(What the exercise asks):
Wherever "screen" occurs in the entries, copy the line that holds it.
___ Extracted data
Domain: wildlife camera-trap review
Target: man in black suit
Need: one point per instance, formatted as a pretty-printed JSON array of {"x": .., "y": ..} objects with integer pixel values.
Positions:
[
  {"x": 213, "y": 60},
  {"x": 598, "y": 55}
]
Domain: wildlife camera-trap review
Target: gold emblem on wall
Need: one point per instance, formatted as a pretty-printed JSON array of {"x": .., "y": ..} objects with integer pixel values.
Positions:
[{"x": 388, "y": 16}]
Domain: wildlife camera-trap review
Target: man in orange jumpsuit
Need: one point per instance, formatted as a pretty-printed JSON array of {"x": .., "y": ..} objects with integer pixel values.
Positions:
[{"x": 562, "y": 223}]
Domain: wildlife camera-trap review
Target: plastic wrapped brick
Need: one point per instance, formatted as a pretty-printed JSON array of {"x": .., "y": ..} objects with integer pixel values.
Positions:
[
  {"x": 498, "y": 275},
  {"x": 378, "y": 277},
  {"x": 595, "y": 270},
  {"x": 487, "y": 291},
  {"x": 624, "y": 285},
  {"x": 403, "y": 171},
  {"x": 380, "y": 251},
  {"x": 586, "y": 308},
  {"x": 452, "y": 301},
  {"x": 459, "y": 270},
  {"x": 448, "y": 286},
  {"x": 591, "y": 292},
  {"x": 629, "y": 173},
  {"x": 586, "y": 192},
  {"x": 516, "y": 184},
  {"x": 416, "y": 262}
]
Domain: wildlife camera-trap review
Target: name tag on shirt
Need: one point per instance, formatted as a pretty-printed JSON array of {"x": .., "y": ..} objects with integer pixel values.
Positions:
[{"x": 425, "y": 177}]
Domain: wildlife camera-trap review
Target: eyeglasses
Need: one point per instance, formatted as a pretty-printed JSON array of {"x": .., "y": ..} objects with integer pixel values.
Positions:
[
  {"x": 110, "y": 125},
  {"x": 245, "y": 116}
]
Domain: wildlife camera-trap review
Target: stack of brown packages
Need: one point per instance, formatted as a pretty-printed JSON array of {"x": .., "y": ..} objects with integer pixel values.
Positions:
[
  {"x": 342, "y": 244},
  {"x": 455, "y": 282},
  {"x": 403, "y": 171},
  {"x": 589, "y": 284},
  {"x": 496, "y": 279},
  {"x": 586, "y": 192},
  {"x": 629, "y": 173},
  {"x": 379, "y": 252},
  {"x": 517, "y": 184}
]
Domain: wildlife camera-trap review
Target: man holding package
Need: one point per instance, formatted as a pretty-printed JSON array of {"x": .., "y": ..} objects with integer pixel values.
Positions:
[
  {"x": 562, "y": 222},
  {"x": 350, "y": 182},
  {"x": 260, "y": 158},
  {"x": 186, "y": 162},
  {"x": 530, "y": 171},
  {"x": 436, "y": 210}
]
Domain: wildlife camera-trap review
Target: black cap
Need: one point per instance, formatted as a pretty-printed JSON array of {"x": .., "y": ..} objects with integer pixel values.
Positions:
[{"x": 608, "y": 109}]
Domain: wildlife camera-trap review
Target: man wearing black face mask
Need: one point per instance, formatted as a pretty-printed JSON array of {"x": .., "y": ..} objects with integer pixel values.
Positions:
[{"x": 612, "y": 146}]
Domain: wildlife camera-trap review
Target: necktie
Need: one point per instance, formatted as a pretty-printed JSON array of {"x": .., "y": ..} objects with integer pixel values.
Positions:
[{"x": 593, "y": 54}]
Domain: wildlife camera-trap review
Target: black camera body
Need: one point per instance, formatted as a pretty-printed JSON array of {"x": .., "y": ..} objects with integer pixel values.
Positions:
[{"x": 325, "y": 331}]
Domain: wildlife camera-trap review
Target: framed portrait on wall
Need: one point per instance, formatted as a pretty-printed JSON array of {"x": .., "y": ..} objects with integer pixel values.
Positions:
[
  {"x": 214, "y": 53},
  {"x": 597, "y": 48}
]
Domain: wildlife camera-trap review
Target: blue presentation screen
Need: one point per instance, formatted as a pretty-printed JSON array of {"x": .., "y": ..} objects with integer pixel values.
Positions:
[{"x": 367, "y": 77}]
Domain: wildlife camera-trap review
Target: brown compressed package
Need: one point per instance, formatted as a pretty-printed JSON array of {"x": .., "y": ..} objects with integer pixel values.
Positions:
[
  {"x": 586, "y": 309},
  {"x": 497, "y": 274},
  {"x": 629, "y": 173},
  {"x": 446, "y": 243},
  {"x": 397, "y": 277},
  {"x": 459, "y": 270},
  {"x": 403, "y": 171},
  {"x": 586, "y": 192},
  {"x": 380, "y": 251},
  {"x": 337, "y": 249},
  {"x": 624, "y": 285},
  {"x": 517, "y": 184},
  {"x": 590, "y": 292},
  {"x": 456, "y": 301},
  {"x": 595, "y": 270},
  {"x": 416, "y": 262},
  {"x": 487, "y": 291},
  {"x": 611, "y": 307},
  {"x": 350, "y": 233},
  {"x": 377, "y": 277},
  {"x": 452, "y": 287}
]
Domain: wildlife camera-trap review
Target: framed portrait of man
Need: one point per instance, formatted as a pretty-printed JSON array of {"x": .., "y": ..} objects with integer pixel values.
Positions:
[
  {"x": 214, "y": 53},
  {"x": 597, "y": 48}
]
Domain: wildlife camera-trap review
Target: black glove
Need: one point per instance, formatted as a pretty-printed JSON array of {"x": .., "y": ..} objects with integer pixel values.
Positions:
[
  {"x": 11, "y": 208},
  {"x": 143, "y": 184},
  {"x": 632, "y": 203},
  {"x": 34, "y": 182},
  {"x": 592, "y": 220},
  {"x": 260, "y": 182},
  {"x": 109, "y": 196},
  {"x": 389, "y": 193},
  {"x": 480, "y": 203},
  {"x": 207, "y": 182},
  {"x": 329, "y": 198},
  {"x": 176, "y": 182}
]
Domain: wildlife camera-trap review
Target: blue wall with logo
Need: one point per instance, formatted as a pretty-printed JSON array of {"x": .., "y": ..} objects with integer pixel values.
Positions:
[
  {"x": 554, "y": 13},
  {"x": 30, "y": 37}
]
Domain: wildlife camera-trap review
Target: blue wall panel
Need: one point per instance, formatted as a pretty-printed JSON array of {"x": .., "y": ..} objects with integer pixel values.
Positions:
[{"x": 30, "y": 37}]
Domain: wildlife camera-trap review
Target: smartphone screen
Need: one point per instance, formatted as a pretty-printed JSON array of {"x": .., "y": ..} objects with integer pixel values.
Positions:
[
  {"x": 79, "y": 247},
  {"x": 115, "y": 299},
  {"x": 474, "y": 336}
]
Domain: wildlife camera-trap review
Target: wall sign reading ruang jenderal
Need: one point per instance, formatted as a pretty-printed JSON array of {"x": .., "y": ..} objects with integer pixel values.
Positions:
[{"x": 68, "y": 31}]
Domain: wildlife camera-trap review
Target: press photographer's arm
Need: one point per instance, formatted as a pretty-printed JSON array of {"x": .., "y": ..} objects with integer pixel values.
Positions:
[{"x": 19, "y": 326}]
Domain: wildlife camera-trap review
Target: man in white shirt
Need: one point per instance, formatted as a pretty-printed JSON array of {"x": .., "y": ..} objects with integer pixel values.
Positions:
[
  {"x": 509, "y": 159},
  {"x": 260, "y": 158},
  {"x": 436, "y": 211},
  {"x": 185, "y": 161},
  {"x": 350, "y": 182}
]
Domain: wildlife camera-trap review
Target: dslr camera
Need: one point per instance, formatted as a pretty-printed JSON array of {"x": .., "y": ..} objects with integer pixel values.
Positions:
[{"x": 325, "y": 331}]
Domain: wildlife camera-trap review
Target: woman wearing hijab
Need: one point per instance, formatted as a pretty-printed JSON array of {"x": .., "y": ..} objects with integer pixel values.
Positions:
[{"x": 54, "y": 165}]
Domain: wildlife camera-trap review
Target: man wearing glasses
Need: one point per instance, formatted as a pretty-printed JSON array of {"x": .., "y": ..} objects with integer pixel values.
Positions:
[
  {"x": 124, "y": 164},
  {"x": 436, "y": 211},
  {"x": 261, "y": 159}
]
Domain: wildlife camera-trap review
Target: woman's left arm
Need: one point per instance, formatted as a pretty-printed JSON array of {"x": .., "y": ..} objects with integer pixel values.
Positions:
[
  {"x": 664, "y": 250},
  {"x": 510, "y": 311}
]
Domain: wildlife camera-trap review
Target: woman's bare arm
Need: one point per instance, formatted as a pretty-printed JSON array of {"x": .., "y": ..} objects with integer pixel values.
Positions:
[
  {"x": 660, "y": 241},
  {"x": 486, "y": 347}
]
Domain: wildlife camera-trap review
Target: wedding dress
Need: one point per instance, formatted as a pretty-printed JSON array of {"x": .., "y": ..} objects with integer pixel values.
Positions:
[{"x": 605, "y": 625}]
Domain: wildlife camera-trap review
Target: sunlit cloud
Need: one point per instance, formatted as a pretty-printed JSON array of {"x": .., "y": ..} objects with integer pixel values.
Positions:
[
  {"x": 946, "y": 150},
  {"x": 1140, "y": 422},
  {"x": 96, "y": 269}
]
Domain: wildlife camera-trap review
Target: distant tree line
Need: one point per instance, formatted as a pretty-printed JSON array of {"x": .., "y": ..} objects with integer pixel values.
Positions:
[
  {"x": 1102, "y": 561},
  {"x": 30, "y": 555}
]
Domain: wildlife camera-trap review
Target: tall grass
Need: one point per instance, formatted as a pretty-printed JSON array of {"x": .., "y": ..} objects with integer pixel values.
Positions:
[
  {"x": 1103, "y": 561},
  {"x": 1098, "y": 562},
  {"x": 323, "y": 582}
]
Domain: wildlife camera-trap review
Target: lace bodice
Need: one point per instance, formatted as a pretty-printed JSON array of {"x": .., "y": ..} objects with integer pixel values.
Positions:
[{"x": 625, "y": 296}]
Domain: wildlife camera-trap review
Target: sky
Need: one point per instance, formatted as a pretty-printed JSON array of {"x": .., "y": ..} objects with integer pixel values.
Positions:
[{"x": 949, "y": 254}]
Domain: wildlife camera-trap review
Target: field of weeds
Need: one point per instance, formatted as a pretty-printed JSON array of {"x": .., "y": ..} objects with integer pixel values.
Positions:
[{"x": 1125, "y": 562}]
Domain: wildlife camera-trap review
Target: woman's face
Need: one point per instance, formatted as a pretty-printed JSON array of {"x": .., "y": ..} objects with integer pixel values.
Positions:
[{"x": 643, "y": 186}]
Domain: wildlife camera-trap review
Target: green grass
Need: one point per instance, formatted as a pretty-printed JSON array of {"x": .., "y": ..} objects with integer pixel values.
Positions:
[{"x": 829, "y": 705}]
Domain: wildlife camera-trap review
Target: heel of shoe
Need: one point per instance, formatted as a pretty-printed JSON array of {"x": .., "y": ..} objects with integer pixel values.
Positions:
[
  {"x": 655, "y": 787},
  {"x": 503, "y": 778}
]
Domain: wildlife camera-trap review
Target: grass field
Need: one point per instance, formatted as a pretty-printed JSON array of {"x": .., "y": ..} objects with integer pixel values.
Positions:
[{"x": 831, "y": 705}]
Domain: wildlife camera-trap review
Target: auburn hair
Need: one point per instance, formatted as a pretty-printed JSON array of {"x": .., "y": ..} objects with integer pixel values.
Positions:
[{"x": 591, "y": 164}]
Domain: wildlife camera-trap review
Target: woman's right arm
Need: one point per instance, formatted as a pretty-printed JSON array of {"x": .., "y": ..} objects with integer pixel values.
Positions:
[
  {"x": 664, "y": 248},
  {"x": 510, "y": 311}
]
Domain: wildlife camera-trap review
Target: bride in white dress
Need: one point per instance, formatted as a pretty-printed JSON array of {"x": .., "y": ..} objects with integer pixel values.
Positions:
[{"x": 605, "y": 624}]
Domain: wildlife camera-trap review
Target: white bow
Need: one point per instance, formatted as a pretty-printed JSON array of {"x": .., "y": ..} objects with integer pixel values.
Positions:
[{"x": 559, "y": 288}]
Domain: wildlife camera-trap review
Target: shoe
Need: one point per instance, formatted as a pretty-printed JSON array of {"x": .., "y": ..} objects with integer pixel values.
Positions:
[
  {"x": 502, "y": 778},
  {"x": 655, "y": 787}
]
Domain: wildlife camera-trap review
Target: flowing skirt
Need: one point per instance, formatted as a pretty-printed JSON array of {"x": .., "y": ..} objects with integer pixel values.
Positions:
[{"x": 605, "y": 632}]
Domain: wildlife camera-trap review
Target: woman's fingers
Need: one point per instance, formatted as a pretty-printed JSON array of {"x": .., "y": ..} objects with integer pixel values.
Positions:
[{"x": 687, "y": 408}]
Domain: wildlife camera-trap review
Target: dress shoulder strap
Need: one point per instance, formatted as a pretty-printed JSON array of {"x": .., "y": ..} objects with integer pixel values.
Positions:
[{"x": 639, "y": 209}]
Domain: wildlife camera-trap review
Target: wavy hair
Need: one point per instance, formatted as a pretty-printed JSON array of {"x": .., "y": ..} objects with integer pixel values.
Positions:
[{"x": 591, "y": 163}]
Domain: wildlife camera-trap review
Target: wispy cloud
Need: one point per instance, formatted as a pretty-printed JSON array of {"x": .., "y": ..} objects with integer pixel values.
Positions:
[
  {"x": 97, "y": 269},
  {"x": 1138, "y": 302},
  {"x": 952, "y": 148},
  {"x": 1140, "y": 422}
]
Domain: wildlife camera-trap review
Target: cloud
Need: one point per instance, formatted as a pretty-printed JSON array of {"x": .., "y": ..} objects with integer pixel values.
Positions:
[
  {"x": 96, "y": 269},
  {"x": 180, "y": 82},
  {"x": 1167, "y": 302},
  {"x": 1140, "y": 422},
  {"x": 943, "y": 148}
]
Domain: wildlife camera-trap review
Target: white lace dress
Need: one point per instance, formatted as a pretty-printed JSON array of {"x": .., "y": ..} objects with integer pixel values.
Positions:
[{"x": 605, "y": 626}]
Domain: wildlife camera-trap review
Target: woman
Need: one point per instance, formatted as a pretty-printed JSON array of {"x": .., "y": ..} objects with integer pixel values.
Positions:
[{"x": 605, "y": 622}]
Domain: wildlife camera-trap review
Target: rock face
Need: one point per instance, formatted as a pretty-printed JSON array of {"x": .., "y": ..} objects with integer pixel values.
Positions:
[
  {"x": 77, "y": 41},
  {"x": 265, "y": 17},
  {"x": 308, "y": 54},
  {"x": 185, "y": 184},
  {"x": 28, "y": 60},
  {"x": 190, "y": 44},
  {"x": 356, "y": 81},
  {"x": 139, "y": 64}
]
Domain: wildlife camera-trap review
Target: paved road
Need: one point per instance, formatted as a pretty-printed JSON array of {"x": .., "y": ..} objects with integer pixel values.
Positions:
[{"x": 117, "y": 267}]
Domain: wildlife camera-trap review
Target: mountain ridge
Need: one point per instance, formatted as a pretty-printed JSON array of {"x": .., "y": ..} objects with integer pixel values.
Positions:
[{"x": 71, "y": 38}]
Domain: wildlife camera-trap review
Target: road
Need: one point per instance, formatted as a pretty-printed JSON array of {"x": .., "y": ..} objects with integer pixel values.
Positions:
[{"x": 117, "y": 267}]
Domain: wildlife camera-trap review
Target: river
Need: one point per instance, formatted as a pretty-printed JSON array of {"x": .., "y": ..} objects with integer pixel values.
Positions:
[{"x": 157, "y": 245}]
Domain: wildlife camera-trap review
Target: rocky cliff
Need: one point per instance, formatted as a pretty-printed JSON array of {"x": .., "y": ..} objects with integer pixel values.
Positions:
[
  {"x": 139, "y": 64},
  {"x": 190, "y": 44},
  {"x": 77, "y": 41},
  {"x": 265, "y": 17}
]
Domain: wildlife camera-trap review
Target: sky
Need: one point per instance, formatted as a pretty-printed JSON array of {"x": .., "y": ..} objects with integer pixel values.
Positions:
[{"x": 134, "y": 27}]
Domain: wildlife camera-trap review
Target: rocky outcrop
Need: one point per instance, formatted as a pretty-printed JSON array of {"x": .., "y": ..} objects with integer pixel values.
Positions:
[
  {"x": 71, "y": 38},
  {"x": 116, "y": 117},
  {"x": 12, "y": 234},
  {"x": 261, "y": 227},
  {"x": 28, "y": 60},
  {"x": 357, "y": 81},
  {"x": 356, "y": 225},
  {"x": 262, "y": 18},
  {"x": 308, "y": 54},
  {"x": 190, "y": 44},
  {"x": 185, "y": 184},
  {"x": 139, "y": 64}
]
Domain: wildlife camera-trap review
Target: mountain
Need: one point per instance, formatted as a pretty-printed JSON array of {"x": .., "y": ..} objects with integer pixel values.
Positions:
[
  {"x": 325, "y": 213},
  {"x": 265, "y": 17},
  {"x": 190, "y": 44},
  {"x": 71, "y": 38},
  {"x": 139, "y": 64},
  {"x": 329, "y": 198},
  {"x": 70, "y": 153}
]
______
(Result of the exercise):
Target: blue presentation screen
Target: smartphone screen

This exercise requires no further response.